Region annotation entries:

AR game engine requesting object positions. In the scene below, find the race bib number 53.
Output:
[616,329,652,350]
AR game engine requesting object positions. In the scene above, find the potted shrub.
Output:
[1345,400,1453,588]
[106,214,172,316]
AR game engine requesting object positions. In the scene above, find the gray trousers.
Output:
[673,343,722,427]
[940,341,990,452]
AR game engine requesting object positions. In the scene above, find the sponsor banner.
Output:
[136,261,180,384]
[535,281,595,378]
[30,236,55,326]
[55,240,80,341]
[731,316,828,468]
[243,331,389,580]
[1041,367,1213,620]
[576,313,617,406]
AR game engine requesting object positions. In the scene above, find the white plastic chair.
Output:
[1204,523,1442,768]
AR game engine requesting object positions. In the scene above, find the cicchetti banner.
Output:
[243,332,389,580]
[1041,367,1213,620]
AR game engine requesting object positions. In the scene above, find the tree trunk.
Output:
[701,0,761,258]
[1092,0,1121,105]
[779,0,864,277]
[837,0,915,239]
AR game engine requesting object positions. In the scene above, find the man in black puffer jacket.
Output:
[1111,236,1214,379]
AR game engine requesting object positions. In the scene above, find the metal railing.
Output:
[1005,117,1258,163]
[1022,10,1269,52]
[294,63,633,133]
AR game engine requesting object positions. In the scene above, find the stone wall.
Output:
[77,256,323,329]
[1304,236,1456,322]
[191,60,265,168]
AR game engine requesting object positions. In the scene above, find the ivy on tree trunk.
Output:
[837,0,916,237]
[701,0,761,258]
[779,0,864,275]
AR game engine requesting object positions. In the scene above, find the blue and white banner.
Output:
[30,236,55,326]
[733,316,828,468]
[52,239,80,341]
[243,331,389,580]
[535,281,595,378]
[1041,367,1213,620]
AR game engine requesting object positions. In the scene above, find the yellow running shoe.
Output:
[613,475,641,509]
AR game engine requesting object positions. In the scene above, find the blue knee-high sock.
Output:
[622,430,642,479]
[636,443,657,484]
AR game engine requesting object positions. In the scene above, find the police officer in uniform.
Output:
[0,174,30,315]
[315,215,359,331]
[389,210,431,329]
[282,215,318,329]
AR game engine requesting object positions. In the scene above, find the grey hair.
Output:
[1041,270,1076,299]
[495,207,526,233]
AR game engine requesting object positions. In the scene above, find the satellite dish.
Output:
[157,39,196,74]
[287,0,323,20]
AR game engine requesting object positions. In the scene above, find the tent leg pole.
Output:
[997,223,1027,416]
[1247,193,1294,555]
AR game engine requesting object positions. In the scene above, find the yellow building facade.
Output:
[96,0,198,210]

▶ [Job] Rewrite everything from the start of the items down to the line containing "[1111,236,1214,379]" as a JSON list of strings, one string per line and blank lines omitted.

▶ [Output below]
[
  "AR game engine requesting object positions. In the scene below, find the race bib number 53.",
  "Output:",
  "[616,329,652,350]",
  "AR game engine requesting object positions. In the scene above, find the potted shrub.",
  "Output:",
  "[1345,400,1453,588]",
  "[106,214,172,316]",
  "AR game engine requesting object positions. In the scene above, find the gray trousers.",
  "Output:",
  "[673,343,722,427]",
  "[940,341,990,452]",
  "AR game engine requesting object positions. In the scene above, find the sponsor banner.",
  "Output:",
  "[136,261,180,384]",
  "[535,281,595,378]",
  "[30,236,55,326]",
  "[55,240,80,341]",
  "[731,316,828,468]",
  "[243,331,389,580]",
  "[1041,367,1213,620]",
  "[576,313,617,406]",
  "AR game engine requesting object positions. In the scene above, find the white plastic chair.",
  "Output:",
  "[1204,523,1442,768]",
  "AR game engine requesting object positions. In the scene above, find the cicchetti banner.",
  "Output:",
  "[243,332,389,580]",
  "[1041,367,1213,620]",
  "AR game engine requesting object positions. In the scene above, find the tree trunk.",
  "Output:",
  "[701,0,761,258]",
  "[1092,0,1121,105]",
  "[779,0,864,277]",
  "[837,0,915,239]",
  "AR game engine requesting object positions. In the scene above, find the man in black puffer jacket.",
  "Output:",
  "[1111,236,1214,379]"
]